Given data:
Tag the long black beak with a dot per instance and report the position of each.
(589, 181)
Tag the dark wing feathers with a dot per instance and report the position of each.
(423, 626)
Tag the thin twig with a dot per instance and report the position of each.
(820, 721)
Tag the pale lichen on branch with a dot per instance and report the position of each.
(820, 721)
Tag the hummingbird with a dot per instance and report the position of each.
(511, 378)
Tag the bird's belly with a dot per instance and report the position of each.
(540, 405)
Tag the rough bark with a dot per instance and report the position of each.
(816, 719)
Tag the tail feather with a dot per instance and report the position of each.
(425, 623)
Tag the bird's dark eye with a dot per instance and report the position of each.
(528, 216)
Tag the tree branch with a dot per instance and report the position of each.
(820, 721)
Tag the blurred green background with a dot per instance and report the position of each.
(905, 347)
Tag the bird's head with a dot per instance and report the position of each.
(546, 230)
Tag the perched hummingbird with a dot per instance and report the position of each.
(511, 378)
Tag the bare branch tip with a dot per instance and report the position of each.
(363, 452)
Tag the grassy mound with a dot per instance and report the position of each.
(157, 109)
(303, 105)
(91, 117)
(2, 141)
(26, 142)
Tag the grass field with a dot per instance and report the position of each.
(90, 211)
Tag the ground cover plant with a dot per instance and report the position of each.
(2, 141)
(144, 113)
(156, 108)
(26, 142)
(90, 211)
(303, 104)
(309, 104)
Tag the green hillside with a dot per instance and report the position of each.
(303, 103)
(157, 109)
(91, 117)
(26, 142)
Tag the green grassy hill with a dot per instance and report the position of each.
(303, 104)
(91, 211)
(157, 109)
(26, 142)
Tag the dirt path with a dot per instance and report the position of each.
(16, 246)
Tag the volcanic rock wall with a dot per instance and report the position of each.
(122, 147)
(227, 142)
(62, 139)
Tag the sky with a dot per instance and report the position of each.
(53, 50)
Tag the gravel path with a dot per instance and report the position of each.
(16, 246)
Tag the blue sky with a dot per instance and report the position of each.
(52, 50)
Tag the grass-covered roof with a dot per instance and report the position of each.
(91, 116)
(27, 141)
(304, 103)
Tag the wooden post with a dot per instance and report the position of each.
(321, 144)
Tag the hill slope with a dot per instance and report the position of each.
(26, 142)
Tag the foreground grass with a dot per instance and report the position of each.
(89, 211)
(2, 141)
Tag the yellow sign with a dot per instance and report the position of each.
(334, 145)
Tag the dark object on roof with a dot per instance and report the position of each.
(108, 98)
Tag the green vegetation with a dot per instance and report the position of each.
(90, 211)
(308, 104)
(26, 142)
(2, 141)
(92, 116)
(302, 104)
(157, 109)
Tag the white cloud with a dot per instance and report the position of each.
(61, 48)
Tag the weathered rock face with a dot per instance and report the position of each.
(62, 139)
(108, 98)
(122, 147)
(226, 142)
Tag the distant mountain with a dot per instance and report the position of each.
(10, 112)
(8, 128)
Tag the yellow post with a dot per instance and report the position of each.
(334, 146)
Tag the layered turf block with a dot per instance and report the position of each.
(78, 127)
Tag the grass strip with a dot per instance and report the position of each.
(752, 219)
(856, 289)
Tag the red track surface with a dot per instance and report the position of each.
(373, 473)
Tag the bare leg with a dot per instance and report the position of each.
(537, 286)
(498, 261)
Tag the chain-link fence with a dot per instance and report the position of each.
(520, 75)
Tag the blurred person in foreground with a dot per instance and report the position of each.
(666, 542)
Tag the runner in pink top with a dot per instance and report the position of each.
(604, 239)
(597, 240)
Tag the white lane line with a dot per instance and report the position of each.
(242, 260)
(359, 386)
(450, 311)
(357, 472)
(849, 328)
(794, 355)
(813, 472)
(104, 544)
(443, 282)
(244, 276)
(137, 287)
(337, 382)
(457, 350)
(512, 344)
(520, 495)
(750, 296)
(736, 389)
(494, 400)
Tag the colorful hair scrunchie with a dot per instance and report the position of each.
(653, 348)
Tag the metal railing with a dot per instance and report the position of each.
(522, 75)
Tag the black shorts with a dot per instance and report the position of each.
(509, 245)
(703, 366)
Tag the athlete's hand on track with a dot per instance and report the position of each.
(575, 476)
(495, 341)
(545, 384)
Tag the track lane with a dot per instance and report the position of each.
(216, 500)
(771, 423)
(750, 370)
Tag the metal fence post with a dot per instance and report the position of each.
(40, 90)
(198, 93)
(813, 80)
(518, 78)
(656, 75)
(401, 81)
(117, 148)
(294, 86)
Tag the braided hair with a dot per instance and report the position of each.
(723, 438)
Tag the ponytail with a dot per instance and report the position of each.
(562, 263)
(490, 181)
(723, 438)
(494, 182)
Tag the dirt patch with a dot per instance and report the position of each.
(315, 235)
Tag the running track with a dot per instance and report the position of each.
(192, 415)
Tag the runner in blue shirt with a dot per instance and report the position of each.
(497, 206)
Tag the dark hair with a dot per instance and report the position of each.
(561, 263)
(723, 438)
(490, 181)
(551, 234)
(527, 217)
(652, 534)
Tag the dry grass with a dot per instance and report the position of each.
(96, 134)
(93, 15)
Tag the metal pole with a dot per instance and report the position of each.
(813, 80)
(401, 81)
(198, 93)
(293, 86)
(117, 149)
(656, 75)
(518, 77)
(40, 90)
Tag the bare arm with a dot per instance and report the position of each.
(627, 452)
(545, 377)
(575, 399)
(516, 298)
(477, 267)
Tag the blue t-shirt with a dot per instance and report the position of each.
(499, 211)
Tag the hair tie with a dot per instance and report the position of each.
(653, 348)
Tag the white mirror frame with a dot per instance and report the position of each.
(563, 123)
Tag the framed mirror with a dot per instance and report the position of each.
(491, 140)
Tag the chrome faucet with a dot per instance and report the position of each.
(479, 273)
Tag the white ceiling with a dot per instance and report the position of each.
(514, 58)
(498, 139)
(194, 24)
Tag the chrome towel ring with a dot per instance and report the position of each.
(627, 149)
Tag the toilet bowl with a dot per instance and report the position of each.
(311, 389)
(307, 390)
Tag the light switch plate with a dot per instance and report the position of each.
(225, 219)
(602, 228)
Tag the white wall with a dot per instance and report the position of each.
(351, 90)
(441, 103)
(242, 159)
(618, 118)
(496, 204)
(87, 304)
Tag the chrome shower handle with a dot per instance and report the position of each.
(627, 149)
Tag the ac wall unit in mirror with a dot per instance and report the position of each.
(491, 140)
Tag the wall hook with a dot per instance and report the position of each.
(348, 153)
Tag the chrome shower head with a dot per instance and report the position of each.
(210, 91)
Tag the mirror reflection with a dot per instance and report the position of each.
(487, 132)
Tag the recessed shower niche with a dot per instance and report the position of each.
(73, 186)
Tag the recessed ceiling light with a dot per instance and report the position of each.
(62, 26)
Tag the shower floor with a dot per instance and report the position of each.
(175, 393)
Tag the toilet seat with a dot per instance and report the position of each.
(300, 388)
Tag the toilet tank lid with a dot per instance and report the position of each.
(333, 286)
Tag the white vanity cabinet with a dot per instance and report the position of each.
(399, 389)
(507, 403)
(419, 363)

Task to carry out: Give the listing again. Leave every word as it stands.

Finished exercise:
Tag the long black beak with a dot per instance and report the position of each.
(589, 181)
Tag the dark wing feathers with a dot per instance and report the position of each.
(423, 626)
Tag the thin twig with a dot per instance and report the position of each.
(820, 721)
Tag the pale lichen on branch with a dot per instance and report the position of each.
(820, 721)
Tag the hummingbird with a dot per instance and report the position of each.
(511, 378)
Tag the bird's belly with a dot per instance and report the position of each.
(540, 405)
Tag the rough bark with a dot per instance and report the position of each.
(816, 719)
Tag the tail feather with a dot per instance and report the position of each.
(425, 623)
Tag the bird's dark eye with a dot per instance and report the position of each.
(528, 216)
Tag the tree branch with a dot per instance and report the position of each.
(820, 721)
Tag the blurred green background with a dot per instance and report the position of each.
(905, 347)
Tag the bird's head with a dot per instance and report the position of each.
(546, 230)
Tag the perched hummingbird with a dot per instance and report the position of each.
(511, 378)
Tag the bare branch tip with a dot per instance and report the position of each.
(363, 452)
Tag the grassy mound with a dot per instance and report the position of each.
(157, 109)
(303, 105)
(91, 117)
(2, 141)
(26, 142)
Tag the grass field with a dot per instance and report the position of each.
(90, 211)
Tag the ground cover plant with a dot per instance and report the position of each.
(2, 141)
(144, 113)
(156, 108)
(26, 142)
(90, 211)
(303, 104)
(309, 104)
Tag the green hillside with a dot per instance and report the position of each.
(303, 103)
(157, 109)
(91, 117)
(26, 142)
Tag the green grassy hill with a dot per instance and report the position of each.
(303, 104)
(91, 211)
(157, 109)
(26, 142)
Tag the dirt path with a dot per instance and report the position of each.
(16, 246)
Tag the volcanic rock wall with a dot per instance and report the position of each.
(122, 147)
(227, 142)
(62, 139)
Tag the sky with a dot per instance and report the position of each.
(53, 50)
Tag the gravel path with a dot per instance and report the position of each.
(16, 246)
Tag the blue sky with a dot per instance and report the position of each.
(52, 50)
Tag the grass-covered roof with a dot per instance and report the position of each.
(91, 116)
(27, 141)
(304, 103)
Tag the wooden post with a dot per instance and report the position of each.
(321, 144)
Tag the hill slope with a dot per instance and report the position of each.
(26, 142)
Tag the foreground grass with a dot per instance and report the position of each.
(89, 211)
(2, 141)
Tag the yellow sign with a dot per instance and report the position of each.
(334, 145)
Tag the dark object on roof with a dot per instance and report the position of each.
(108, 98)
Tag the green vegetation with a dot per instance and report the position of each.
(90, 211)
(308, 104)
(26, 142)
(2, 141)
(92, 116)
(302, 104)
(157, 109)
Tag the white cloud with a dot per instance and report the position of each.
(61, 48)
Tag the weathered rock face with a dot per instance and report the position of each.
(62, 139)
(108, 98)
(122, 147)
(226, 142)
Tag the distant mountain with a dot per instance and report the position of each.
(10, 112)
(8, 128)
Tag the yellow post with a dot per instance and report the position of each.
(334, 146)
Tag the layered turf block with a dot per instance and report the position of each.
(78, 127)
Tag the grass strip with a dot per instance and report the position of each.
(752, 219)
(856, 289)
Tag the red track surface with a dot per instance and report the position of each.
(373, 473)
Tag the bare leg with a dot per instance and report the position of each.
(537, 286)
(498, 261)
Tag the chain-link fence with a dot per instance and report the position of each.
(520, 75)
Tag the blurred person in foreground with a dot per instance and report the position of each.
(666, 542)
Tag the runner in pink top with a dot per instance and report the position of each.
(604, 239)
(597, 240)
Tag the white lane line with a dot per instance and report the position of each.
(242, 260)
(359, 386)
(450, 311)
(357, 472)
(849, 328)
(794, 355)
(813, 472)
(104, 544)
(443, 282)
(244, 276)
(137, 287)
(337, 382)
(457, 350)
(512, 344)
(520, 495)
(750, 296)
(736, 389)
(494, 400)
Tag the colorful hair scrunchie with a dot per instance and report the position of each.
(653, 348)
Tag the metal railing with a dot per instance and report the position of each.
(522, 75)
Tag the black shorts with a dot per instance and report the position of each.
(509, 245)
(703, 366)
Tag the athlete's hand on track with a dot per instance and report the position of each.
(575, 476)
(495, 341)
(545, 384)
Tag the track lane with a dot per instance and report the position of each.
(216, 500)
(771, 423)
(750, 370)
Tag the metal fence post with a dot per instance and report the position of each.
(40, 90)
(198, 93)
(813, 80)
(518, 78)
(656, 75)
(401, 81)
(117, 148)
(294, 86)
Tag the braided hair with a dot per instance and report the position of each.
(723, 438)
Tag the ponytail with a dot per instance and report the position of each.
(562, 263)
(490, 181)
(723, 438)
(494, 182)
Tag the dirt patch with a dot per instance and report the position of each.
(315, 235)
Tag the running track with a dot per instance and report the position of each.
(192, 415)
Tag the runner in blue shirt with a dot per instance and report the position of each.
(497, 206)
Tag the dark hair with a dot per instance and report the position of each.
(561, 263)
(723, 438)
(490, 181)
(551, 234)
(527, 217)
(652, 534)
Tag the dry grass with a dot per instance and report the position of each.
(96, 134)
(93, 15)
Tag the metal pole with a dot per instance and report the position of each.
(813, 80)
(401, 81)
(198, 93)
(293, 86)
(117, 149)
(656, 75)
(518, 77)
(40, 90)
Tag the bare arm with a dot per instance and report the position of each.
(627, 452)
(545, 377)
(575, 399)
(516, 298)
(477, 267)
Tag the blue t-shirt with a dot per instance and report the position of each.
(499, 211)
Tag the hair tie with a dot per instance and report the position of each.
(653, 348)
Tag the white mirror frame with a dot per instance and report the position of each.
(563, 123)
Tag the framed mirror with a dot per instance and report the position of each.
(491, 140)
Tag the chrome faucet with a dot per instance and report the position of each.
(479, 273)
Tag the white ceiling with a dot per instance and report the position of each.
(514, 58)
(498, 139)
(194, 24)
Tag the chrome towel ring with a dot per instance and report the position of each.
(627, 149)
Tag the toilet bowl with a dot per instance and report the position of each.
(311, 389)
(307, 390)
Tag the light switch plate with a dot per instance and report the position of each.
(225, 219)
(602, 228)
Tag the white wall with a dot per instance and report the position of each.
(351, 90)
(441, 103)
(242, 159)
(618, 118)
(496, 204)
(87, 304)
Tag the chrome shower handle with a dot per instance and report the position of each.
(627, 149)
Tag the ac wall unit in mirror with a dot per instance and report the position of each.
(491, 140)
Tag the wall hook with a dot per instance and report the position of each.
(348, 153)
Tag the chrome shower head with a dot per instance and report the position of each.
(210, 91)
Tag the mirror reflection with a dot per instance and report the position of each.
(487, 132)
Tag the recessed shower niche with a dot per instance and report the position of each.
(73, 186)
Tag the recessed ceiling light with a dot per instance and report the position of each.
(62, 26)
Tag the shower floor with a dot per instance and report the position of each.
(175, 393)
Tag the toilet seat with a dot per instance and report the position of each.
(300, 388)
Tag the toilet tank lid with a dot per instance and report the position of each.
(333, 286)
Tag the white vanity cabinet with a dot per instance and report the position of each.
(399, 389)
(507, 403)
(419, 363)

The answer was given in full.